=== TEXT BLOCK ===
After 1997 a lot of us thought that the best way ahead for the Tories was to become the party of unashamed personal freedom. New Labour was bound to be nannyish and didactic, so there would be room for a political orientation that was both economically and socially liberal - a party of low taxes, small state and take-drugs-if you-really-want-to. Such a party, we reasoned, would appeal to the young and to the aspirant.

But Ann Widdecombe is not socially liberal, so she wouldn't fit that bill. Yet didn't a mix of free market economics and social authoritarianism work very well for Mrs Thatcher? She wasn't exactly Roy Jenkins, with all that talk of "swamping" and the "enemy within", was she?

Here's my argument. What really drove Thatcher was economic radicalism. She had bought the monetarist store, and was determined - above all things - to restructure the British economy. Insofar as authoritarianism might have impeded her economic reforms, I do not believe she was at all interested. Had she invested it with her authority she could probably have ensured the restoration of capital punishment. She didn't.

She never took up the issue of abortion, seemed unconcerned about sex on the telly, and liked the Jews more than she liked the church. She was not - in other words - a moralist.

Ann is. If economics drove Mrs T, moralism seems to be what finds the Widdecombe G-spot. And her response to the summer's events in Dover and elsewhere have suggested a kind of Pat Buchanan politics. At the weekend she characterised the people of Dover as saying about asylum seekers: "`We're very happy to help, but it isn't fair to expect us to take the entire burden'. That's a perfectly reasonable attitude, that is not racial intolerance."

But she must know that such sentiments have been accompanied by virulent xenophobia. It just seems not to shock her. Indeed she encourages it by proclaiming that Britain is now seen as a "soft touch" for illegal immigrants. Actually, of course, it's seen as a place where the economy is relatively dynamic, and hard workers can better themselves. That's why the US finds itself absorbing tens of thousands of illegal immigrants every year.

=== PROMPT 1 ===
Please explain, in one to three sentences, why the piece on Ann Widdecombe says that many people believed after 1997 that there would be room for a Tory party that was both economically and socially liberal.
=== PROMPT 2 ===
In the piece on Ann Widdecombe, what does she proclaim Britain is now seen as for illegal immigrants?

=== RECORDS PROVIDED ===

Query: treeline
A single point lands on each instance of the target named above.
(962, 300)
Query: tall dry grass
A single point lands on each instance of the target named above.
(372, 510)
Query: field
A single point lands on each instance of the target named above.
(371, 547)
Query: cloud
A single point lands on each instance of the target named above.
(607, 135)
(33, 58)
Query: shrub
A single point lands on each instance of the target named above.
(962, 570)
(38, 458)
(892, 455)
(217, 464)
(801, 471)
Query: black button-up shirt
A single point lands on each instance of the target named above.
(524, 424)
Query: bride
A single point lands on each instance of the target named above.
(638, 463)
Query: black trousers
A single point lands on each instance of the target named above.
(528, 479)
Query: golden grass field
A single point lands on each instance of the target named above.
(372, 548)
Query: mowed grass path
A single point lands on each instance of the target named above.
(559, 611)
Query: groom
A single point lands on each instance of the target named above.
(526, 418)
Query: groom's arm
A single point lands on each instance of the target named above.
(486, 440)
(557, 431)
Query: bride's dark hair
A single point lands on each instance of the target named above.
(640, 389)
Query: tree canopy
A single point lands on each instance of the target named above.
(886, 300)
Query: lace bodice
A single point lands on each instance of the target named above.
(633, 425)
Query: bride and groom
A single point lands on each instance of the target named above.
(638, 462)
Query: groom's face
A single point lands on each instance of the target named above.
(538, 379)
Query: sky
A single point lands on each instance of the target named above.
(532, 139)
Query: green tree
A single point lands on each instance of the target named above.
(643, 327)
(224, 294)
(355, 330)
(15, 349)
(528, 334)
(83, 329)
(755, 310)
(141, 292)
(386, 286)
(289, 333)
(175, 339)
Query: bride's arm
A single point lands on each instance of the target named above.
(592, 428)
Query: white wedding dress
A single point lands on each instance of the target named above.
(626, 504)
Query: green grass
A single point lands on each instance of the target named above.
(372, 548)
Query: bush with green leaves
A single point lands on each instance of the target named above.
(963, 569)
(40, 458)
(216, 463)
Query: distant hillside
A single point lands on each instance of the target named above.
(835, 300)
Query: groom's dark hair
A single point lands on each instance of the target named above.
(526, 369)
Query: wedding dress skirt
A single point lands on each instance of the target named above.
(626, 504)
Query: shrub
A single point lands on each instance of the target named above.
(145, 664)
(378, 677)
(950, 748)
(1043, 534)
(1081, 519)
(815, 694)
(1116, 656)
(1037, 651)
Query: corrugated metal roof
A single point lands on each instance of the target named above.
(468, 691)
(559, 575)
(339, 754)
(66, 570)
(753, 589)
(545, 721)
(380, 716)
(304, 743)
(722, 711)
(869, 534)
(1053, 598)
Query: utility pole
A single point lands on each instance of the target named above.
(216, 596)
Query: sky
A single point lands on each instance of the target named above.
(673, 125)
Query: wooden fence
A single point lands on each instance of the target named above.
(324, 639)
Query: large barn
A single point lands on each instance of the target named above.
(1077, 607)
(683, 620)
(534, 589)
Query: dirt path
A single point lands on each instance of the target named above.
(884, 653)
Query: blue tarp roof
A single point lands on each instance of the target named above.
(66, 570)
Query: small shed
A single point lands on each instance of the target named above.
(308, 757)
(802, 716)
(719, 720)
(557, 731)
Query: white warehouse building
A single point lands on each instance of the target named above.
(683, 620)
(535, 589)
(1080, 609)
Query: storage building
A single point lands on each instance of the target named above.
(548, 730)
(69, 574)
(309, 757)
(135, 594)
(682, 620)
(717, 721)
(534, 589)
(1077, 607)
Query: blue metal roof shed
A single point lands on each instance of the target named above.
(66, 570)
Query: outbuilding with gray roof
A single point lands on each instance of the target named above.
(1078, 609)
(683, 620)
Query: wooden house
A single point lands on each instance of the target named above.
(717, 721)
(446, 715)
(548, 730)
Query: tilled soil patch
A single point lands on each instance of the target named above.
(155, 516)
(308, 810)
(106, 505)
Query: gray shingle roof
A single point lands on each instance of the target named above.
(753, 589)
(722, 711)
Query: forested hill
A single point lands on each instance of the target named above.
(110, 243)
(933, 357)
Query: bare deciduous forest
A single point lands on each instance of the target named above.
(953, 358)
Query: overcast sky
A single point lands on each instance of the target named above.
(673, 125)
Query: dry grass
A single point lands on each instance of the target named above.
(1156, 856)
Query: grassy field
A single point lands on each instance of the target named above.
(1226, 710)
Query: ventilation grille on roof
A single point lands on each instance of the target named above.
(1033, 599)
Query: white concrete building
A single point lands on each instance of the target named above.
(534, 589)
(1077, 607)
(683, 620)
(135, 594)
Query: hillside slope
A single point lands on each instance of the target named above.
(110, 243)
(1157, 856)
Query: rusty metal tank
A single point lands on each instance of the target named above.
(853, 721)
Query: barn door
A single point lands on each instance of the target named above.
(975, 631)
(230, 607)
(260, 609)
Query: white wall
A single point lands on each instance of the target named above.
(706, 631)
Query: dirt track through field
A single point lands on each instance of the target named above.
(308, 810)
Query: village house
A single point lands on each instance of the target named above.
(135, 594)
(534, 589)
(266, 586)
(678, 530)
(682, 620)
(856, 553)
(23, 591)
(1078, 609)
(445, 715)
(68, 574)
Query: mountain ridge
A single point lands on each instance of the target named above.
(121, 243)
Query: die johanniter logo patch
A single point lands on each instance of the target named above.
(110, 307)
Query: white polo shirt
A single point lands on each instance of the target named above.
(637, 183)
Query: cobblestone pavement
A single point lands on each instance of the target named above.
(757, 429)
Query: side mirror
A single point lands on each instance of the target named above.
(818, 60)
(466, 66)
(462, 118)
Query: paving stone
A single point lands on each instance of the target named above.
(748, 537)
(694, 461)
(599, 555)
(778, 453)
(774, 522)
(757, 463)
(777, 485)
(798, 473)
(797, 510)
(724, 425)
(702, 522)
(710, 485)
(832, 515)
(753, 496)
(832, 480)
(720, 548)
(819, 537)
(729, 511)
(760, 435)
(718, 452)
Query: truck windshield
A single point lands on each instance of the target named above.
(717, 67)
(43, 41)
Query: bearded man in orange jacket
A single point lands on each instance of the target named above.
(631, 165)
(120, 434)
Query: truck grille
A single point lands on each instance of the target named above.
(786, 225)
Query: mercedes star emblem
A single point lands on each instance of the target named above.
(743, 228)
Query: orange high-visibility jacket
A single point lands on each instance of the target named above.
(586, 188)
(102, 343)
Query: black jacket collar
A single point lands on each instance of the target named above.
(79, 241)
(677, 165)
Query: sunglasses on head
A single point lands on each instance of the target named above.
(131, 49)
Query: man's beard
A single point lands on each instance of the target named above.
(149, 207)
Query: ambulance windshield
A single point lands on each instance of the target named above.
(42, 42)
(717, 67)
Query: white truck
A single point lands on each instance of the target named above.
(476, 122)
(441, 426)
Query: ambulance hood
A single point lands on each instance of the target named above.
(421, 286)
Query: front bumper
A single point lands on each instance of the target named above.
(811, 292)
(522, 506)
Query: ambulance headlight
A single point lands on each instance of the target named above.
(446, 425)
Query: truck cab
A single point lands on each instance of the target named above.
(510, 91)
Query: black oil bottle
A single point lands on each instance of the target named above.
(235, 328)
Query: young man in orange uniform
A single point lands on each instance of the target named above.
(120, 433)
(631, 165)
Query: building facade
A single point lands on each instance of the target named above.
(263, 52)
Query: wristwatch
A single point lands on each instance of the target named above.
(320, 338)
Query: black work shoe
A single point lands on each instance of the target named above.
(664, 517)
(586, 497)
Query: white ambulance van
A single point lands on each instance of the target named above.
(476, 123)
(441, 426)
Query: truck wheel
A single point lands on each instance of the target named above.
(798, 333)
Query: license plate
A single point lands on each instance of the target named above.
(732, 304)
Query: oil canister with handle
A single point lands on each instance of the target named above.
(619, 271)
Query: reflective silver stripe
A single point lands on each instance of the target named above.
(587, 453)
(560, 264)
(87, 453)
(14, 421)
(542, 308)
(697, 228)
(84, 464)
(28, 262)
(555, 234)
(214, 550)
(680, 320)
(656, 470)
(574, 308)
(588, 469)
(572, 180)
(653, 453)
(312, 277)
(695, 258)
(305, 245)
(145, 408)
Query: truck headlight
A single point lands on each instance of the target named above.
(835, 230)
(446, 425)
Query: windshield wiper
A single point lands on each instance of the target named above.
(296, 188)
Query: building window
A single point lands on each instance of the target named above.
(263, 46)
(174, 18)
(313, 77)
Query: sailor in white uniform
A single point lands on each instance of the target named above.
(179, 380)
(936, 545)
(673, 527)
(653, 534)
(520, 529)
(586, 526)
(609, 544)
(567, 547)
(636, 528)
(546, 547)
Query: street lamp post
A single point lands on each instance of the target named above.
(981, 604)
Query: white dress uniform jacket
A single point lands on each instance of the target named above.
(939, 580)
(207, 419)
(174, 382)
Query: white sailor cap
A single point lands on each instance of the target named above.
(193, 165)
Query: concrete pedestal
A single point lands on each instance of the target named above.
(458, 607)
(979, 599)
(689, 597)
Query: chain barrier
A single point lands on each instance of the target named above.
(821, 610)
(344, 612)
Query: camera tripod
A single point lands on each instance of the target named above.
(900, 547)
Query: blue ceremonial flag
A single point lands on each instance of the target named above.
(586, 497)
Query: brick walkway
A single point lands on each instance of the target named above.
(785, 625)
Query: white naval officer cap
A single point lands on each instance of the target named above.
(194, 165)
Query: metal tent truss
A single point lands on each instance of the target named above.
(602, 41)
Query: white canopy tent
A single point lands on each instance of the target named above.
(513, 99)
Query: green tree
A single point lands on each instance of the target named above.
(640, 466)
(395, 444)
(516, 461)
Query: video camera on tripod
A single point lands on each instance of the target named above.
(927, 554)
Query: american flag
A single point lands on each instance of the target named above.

=== FINAL ANSWER 1 ===
They expected New Labour to be nannyish and didactic, which would leave space for a party of low taxes, a small state and personal freedom. They also reasoned that such a party would appeal to the young and to the aspirant.

=== FINAL ANSWER 2 ===
A "soft touch."